STATED PROBLEM:
Reproduce exactly the final portion of the data: every line from the one containing "One point per instance of the red first" through the last line, inclusive.

[start DATA TO PROCESS]

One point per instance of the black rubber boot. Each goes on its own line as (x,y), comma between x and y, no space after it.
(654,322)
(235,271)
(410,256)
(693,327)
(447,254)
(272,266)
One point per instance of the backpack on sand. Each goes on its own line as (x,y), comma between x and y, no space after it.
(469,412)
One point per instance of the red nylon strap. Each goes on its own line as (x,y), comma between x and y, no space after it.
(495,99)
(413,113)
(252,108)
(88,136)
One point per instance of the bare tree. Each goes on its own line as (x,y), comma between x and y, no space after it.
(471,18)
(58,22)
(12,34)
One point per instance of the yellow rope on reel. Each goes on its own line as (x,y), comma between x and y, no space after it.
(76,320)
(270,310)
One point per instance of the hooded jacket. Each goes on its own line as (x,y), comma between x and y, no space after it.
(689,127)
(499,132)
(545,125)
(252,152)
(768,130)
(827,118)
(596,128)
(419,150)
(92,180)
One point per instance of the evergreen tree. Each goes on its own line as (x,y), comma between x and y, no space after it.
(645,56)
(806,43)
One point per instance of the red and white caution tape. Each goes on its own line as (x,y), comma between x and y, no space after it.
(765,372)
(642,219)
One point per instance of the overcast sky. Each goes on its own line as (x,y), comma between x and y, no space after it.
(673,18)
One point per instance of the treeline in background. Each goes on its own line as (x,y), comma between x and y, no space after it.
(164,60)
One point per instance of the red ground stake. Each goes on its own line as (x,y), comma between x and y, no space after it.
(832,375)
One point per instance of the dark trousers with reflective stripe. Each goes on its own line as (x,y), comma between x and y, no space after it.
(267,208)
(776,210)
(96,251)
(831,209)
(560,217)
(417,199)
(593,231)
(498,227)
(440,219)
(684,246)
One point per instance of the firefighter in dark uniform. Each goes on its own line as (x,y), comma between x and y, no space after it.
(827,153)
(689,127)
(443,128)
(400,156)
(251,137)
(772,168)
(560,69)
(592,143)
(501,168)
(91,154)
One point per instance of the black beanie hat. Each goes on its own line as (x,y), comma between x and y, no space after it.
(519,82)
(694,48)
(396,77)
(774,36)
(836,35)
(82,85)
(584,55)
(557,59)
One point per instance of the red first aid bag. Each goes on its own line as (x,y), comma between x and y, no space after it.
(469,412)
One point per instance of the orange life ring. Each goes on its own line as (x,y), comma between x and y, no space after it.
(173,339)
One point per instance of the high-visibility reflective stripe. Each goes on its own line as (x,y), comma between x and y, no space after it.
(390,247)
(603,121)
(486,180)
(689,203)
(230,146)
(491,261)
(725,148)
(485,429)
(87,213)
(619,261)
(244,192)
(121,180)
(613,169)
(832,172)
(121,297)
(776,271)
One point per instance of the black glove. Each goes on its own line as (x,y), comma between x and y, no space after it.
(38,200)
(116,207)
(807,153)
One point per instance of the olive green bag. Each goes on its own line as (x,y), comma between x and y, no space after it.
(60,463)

[end DATA TO PROCESS]

CORRECT RESULT:
One point per instance of the red first aid bag. Each goes on its own line as (x,y), comma between x and y, no space after it.
(469,412)
One point per instance of the orange life ring. Each goes on its own line as (x,y), comma between x and y, no space after it.
(173,339)
One point per instance of the high-visibility reflective stripe. Each goes on its own line as (x,y), comma between x and y, no space after it.
(390,247)
(603,121)
(486,180)
(689,203)
(230,146)
(491,261)
(725,148)
(485,429)
(87,213)
(619,261)
(244,192)
(121,180)
(613,169)
(832,172)
(121,297)
(776,271)
One point per instance of the black glove. Each goes on its own line as (x,y), comma between x and y, no space after it.
(38,200)
(116,207)
(807,153)
One point per instance of the olive green bag. Each goes on its own line as (x,y), comma between x and y, no space after it.
(60,463)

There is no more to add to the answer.